_EXERCISE OBJECTIVE:_ Copy everything in the Dan Aceda biography from "Kenyan musician (born" down to "Kimalel Primary School.", word for word.

_TEXT:_

======

Kenyan musician (born 1984)

Dan Okoth (born Kisumu District, Western Kenya), better known as Dan Aceda, is a Kenyan musician, entrepreneur, architect, and actor from Nairobi. He has recently been recognised by a Kenyan online magazine as having one of the top 10 most iconic male voices in his home country. In 2014 he was nominated to be a part of the Global Accelerator Conference for entrepreneurs organised by the UN Foundation in New York City. He is also a 2013–2014 Global Health Corps fellow.

==Education==

Aceda holds two degrees from the University of Nairobi: a bachelor's degree in Architectural Studies attained in 2008 and a bachelor's degree in Architecture attained in 2010. He attended Strathmore School where he got his nickname “Chizi” from a close friend Jones Mwenda; and Kilimani Primary School as well as Shadrack Kimalel Primary School.

==Awards==

Aceda was the recipient of two Kisima Awards garnered in 2008 for Best Male Afro Fusion artiste as well as Songwriter of the year. He was also nominated for the 2011 Kisima Awards in the Best Afro Fusion category. In 2011 he became the first Kenyan musician to perform at the Lake of Stars Festival in Malawi. Prior to this Dan had performed at the 2010 SawaSawa Festival in Nairobi, Kenya. He was also a cast member in the 2009 musical Mo Faya, which was written by compatriot Eric Wainaina and staged at the 2009 New York Musical Theatre Festival.

Previously he was nominated in the 2008 edition of the Groove Awards in the Category of Artiste of the Year.

==Albums==

Aceda has recorded and released four studio albums. SULUWE, his debut album was produced in 2005 by David Blackman Muthami and published by Kijiji Records. The album title is a corruption of a Dholuo word that means "star". This album featured one of Aceda's most famous songs "Sanasana".

His second album "Benganology" was released in 2010. It featured production work by Robert "Rkay" Kamanzi, Chris Adwar, Aaron Rimbui, Tim Rimbui, and David Muthami. The album also features the 2009 hit song "Saida". The album caused local Kenyan media to label Dan "the crown prince of Benga" in reference to the style of music called Benga that is indigenous to East Africa and specifically Kenya. Benganology peaked at Number 4 in the iTunes Kenya Chart in 2019.

======

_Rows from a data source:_
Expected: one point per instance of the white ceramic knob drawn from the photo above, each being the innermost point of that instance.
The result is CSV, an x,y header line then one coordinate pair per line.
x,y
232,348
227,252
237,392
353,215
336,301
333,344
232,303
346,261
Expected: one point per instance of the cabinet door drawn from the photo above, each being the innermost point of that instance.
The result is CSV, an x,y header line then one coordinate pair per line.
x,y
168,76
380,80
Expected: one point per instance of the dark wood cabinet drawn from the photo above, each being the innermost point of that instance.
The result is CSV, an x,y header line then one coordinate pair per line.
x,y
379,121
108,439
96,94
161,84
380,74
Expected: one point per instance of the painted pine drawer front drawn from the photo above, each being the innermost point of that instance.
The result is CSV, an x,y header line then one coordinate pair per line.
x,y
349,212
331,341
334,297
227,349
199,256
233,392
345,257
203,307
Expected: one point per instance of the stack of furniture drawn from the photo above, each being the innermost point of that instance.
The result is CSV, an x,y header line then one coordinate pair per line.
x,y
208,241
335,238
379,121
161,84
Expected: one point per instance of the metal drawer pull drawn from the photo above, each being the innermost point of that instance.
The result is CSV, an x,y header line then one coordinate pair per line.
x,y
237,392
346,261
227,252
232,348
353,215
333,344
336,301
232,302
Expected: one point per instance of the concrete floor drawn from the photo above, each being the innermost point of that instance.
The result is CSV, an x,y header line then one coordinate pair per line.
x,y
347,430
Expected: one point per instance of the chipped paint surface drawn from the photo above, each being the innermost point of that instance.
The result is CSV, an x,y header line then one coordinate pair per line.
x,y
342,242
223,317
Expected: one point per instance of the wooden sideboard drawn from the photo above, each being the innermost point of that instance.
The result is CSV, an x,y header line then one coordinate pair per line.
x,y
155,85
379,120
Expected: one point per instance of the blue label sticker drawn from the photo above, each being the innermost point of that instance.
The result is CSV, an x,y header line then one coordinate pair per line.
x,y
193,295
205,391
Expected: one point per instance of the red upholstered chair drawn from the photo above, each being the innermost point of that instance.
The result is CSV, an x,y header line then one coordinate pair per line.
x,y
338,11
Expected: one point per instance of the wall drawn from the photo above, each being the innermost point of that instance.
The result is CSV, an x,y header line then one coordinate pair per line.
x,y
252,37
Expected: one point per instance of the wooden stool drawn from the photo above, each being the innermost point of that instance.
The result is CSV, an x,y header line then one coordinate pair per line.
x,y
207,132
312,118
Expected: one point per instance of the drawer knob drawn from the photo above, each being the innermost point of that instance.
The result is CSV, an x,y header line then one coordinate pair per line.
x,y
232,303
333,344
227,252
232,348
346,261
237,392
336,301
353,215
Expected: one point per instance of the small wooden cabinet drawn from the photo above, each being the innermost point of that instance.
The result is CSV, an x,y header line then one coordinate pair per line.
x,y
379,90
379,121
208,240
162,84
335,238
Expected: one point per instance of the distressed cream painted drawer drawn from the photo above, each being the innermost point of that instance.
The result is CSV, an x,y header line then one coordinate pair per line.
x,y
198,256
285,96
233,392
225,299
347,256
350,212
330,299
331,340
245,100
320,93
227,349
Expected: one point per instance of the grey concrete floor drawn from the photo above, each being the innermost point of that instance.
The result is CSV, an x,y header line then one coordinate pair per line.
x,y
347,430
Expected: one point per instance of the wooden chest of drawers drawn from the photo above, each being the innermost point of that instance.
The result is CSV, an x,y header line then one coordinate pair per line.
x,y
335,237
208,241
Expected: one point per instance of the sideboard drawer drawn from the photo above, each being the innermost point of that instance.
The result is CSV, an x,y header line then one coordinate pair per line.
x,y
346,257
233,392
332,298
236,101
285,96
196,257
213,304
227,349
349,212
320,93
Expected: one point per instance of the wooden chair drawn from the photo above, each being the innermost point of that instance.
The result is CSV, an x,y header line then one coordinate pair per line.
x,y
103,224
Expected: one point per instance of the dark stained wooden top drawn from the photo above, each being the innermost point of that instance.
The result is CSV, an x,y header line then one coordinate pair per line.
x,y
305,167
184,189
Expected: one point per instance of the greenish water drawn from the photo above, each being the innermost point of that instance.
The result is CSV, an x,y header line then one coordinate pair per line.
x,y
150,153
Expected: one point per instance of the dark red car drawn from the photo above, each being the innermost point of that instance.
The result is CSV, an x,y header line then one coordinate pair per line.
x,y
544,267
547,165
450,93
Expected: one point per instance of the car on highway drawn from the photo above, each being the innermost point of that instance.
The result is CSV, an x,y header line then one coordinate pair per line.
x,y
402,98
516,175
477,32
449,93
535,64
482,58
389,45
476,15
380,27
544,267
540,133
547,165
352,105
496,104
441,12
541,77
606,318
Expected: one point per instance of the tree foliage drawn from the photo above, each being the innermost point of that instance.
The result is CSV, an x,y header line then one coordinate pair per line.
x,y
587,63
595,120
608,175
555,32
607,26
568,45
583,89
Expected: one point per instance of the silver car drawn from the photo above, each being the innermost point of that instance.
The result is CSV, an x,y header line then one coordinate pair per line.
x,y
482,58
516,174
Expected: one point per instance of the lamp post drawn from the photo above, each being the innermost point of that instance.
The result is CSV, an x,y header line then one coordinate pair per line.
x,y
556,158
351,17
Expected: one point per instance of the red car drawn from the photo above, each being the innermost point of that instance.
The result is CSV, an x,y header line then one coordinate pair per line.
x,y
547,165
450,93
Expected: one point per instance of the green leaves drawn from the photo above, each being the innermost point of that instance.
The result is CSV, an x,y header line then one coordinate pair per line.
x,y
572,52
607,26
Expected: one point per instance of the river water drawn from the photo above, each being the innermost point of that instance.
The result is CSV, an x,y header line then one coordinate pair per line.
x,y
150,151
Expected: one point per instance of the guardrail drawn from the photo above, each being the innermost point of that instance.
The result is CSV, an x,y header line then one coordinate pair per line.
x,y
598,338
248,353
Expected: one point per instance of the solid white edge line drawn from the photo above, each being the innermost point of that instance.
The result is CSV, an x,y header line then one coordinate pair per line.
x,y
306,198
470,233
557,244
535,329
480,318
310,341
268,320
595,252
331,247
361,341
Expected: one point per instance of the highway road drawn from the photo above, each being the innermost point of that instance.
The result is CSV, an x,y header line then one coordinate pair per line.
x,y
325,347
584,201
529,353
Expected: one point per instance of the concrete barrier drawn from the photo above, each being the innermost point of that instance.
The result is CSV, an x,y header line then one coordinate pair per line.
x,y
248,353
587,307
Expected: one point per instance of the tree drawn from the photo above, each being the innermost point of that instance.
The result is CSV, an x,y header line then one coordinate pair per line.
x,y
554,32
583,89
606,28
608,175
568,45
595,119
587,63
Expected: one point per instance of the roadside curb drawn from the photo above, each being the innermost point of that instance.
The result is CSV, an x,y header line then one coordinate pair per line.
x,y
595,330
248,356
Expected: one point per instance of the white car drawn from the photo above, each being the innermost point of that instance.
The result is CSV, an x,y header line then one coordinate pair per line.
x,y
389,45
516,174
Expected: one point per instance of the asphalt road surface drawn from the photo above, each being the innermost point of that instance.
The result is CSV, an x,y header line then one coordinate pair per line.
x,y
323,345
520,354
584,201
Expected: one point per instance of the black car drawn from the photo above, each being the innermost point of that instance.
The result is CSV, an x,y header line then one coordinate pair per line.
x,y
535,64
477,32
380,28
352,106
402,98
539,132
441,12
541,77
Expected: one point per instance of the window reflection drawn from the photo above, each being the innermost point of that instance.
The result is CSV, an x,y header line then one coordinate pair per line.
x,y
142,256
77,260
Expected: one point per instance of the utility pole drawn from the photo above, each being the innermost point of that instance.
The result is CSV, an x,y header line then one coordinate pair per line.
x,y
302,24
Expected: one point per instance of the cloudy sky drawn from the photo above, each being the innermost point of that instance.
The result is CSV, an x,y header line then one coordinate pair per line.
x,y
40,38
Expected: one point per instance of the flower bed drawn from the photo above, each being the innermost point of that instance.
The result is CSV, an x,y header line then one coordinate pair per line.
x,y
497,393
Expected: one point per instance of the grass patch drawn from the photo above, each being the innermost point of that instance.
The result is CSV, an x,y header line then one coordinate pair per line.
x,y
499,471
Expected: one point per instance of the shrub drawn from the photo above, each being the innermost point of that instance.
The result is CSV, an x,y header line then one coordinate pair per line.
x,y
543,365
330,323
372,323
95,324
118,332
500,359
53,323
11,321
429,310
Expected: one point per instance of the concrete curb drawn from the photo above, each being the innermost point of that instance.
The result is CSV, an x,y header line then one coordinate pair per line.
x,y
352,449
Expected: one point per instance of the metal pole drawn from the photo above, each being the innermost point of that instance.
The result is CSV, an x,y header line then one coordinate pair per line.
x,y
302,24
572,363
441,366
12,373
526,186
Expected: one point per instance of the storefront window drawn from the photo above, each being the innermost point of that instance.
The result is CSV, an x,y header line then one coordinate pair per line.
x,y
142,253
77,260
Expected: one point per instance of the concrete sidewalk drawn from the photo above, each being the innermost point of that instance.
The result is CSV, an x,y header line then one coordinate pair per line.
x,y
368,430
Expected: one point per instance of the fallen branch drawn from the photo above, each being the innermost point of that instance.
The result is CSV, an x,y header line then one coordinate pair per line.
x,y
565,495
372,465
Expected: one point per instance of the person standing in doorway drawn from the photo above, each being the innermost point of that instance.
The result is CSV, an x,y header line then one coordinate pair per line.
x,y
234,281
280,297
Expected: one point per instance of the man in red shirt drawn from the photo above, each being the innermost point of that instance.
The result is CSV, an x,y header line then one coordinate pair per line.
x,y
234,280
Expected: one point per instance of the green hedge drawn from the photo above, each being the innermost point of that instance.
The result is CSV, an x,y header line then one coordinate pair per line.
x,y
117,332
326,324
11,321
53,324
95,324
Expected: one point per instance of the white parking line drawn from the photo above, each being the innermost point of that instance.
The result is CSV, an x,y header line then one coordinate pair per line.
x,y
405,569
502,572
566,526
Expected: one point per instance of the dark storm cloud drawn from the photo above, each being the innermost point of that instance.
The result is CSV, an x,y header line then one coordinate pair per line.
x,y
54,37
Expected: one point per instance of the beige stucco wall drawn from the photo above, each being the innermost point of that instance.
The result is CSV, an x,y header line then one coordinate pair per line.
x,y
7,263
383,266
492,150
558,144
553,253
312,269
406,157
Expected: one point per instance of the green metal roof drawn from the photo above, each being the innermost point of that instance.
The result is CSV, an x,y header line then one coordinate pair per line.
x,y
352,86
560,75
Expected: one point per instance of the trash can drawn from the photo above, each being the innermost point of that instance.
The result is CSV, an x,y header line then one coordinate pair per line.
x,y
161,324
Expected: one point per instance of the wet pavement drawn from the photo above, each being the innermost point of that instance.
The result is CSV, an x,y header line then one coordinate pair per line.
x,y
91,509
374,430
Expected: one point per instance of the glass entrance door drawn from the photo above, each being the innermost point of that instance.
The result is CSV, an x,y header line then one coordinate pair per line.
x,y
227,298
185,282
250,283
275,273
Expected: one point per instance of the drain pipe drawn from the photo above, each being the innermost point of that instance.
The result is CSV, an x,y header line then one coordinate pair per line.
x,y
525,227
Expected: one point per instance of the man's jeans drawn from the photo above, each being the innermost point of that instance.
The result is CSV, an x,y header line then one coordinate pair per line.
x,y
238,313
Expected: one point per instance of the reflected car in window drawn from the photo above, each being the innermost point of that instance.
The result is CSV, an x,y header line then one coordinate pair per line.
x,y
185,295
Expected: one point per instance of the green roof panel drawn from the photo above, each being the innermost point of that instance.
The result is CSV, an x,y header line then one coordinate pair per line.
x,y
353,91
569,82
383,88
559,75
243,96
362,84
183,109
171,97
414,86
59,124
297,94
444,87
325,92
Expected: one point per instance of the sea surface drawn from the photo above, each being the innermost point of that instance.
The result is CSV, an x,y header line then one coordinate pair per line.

======

_EXERCISE ANSWER:_
Kenyan musician (born 1984)

Dan Okoth (born Kisumu District, Western Kenya), better known as Dan Aceda, is a Kenyan musician, entrepreneur, architect, and actor from Nairobi. He has recently been recognised by a Kenyan online magazine as having one of the top 10 most iconic male voices in his home country. In 2014 he was nominated to be a part of the Global Accelerator Conference for entrepreneurs organised by the UN Foundation in New York City. He is also a 2013–2014 Global Health Corps fellow.

==Education==

Aceda holds two degrees from the University of Nairobi: a bachelor's degree in Architectural Studies attained in 2008 and a bachelor's degree in Architecture attained in 2010. He attended Strathmore School where he got his nickname “Chizi” from a close friend Jones Mwenda; and Kilimani Primary School as well as Shadrack Kimalel Primary School.